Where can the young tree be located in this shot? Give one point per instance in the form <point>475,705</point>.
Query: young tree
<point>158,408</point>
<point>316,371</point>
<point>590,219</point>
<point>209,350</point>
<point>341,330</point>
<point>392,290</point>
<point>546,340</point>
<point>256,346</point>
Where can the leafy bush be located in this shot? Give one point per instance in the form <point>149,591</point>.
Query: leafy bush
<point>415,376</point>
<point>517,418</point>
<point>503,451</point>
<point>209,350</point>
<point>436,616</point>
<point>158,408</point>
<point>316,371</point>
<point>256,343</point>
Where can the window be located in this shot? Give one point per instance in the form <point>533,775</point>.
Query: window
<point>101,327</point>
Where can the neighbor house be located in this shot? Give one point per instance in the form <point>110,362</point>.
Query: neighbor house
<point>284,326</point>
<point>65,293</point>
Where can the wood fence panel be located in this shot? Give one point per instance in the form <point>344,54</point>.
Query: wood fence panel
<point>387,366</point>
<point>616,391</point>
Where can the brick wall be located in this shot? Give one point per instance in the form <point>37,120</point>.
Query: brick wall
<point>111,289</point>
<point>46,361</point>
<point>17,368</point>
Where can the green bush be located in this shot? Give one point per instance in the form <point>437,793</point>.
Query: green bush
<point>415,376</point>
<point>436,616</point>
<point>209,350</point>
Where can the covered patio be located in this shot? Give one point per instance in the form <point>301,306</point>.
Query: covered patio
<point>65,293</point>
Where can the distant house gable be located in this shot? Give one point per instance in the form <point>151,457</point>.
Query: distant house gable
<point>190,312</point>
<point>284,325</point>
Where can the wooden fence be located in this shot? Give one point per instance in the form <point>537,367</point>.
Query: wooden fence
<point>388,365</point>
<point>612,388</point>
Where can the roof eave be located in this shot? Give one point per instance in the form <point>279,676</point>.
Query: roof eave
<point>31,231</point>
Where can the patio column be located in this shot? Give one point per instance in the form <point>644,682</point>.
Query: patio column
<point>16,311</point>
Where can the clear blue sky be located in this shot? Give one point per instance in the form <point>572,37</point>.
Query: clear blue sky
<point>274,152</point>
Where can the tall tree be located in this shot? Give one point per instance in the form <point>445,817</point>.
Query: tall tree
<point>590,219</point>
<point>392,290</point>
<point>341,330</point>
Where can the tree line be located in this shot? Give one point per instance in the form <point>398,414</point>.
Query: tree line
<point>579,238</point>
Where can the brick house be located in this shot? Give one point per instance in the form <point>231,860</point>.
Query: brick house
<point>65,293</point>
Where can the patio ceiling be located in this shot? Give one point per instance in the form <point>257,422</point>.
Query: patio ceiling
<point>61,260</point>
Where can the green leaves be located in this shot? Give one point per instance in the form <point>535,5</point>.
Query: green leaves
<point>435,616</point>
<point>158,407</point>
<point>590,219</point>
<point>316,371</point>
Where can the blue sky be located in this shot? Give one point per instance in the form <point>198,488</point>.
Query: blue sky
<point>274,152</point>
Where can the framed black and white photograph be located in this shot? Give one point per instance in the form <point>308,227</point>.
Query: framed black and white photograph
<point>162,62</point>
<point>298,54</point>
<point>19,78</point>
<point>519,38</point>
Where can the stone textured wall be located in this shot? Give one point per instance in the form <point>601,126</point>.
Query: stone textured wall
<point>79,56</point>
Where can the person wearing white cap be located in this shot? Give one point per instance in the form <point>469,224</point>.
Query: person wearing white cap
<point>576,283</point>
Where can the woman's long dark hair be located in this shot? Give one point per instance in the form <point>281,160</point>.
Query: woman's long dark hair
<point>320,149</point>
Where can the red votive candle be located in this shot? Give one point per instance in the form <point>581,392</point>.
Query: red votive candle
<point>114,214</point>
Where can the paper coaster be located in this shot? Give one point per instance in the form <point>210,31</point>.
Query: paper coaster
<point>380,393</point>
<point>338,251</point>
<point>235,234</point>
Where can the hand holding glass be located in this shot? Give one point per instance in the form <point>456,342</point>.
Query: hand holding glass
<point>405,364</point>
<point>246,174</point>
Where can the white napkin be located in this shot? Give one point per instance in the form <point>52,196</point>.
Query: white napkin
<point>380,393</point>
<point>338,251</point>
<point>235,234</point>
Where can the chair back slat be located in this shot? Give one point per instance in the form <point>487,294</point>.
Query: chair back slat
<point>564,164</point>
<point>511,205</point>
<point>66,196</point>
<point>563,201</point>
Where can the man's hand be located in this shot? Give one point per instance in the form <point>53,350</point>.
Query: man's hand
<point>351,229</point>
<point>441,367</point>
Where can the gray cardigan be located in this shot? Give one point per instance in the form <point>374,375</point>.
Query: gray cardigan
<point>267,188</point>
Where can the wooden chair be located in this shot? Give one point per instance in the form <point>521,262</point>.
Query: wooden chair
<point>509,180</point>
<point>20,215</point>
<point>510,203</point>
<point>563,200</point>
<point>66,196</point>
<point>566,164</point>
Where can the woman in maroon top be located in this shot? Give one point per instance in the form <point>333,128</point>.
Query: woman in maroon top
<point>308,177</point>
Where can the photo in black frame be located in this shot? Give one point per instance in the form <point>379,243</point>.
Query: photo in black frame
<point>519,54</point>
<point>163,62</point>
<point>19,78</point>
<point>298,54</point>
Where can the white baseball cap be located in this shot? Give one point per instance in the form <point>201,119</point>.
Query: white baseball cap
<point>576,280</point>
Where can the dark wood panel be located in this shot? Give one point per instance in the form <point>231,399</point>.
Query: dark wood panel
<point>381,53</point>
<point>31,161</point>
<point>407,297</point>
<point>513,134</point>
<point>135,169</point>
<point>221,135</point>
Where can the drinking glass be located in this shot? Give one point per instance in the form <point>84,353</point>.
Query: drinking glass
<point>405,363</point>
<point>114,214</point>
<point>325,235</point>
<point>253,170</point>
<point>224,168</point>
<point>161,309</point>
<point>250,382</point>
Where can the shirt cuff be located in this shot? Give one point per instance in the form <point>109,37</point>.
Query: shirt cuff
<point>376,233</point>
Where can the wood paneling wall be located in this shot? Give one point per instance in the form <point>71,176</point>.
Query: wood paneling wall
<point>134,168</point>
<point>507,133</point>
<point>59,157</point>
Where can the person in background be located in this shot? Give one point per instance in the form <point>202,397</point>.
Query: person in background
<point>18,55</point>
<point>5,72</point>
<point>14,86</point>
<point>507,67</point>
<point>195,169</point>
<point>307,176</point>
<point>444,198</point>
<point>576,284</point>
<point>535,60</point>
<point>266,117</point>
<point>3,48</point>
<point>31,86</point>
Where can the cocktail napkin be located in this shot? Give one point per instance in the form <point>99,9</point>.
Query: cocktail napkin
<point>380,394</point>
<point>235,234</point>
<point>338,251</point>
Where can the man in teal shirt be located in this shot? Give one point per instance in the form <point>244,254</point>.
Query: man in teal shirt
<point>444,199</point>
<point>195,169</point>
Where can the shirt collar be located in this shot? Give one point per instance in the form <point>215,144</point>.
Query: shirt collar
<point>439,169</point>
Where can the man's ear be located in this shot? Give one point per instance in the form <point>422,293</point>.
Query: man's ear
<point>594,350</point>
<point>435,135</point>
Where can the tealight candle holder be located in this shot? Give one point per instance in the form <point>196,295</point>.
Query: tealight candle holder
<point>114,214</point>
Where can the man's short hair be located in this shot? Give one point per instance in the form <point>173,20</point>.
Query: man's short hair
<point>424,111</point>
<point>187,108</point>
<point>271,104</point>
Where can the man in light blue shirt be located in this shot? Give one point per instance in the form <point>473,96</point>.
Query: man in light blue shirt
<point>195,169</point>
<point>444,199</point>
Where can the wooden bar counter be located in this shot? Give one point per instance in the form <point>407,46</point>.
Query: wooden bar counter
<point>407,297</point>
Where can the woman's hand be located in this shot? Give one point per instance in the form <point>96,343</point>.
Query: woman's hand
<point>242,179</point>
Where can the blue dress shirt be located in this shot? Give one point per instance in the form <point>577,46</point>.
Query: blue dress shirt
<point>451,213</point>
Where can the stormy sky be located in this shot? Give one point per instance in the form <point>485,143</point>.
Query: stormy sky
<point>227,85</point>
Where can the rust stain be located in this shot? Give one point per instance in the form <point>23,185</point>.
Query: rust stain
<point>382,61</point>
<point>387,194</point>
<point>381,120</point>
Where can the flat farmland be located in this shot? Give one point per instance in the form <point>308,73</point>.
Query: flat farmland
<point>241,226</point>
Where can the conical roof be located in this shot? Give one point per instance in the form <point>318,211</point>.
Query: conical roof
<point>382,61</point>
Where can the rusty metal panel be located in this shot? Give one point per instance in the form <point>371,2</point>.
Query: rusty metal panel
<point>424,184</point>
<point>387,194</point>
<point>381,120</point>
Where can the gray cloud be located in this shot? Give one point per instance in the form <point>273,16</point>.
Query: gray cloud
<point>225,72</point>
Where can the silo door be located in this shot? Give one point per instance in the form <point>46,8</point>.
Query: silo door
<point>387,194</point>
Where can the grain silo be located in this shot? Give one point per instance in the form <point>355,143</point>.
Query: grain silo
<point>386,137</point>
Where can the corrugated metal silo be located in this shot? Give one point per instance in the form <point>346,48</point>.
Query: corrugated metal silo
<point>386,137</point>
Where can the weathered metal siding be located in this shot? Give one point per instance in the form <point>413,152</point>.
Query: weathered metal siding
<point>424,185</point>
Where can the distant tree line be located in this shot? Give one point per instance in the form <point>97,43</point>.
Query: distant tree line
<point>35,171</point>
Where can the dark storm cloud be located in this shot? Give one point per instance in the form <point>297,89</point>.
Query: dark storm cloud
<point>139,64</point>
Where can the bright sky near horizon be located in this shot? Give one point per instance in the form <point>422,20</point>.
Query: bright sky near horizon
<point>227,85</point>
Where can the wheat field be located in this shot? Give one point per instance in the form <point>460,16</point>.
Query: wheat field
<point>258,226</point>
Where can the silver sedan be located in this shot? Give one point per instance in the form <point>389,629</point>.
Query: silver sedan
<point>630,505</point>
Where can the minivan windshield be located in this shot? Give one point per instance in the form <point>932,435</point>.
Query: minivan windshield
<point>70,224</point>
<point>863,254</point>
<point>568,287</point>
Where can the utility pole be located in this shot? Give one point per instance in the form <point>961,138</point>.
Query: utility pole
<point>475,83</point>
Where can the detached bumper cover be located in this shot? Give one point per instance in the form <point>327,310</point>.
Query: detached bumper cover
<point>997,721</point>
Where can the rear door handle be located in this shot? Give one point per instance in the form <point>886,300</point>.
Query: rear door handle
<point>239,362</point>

•••

Take the entries from the line that has "Where can the covered" through the line that has "<point>16,311</point>", and write those lines again with "patio" swapped for "porch" and nothing else altered.

### FINISHED TASK
Where can the covered porch be located in this shot? Give one point per instance in the form <point>301,306</point>.
Query: covered porch
<point>65,293</point>
Where can the distant house gable be located in this shot? Give one point per instance in the form <point>151,457</point>.
Query: distant house gable
<point>190,312</point>
<point>284,325</point>
Where can the wooden fence be located in this shot? Give one point per instance in the form <point>537,367</point>.
Query: wooden fence
<point>388,365</point>
<point>612,388</point>
Where can the roof eave be located in this shot? Give one point per instance in the form <point>279,676</point>.
Query: roof eave
<point>31,231</point>
Where can the porch column be located in this shot? Give one point per instance in the form <point>644,682</point>.
Query: porch column
<point>16,311</point>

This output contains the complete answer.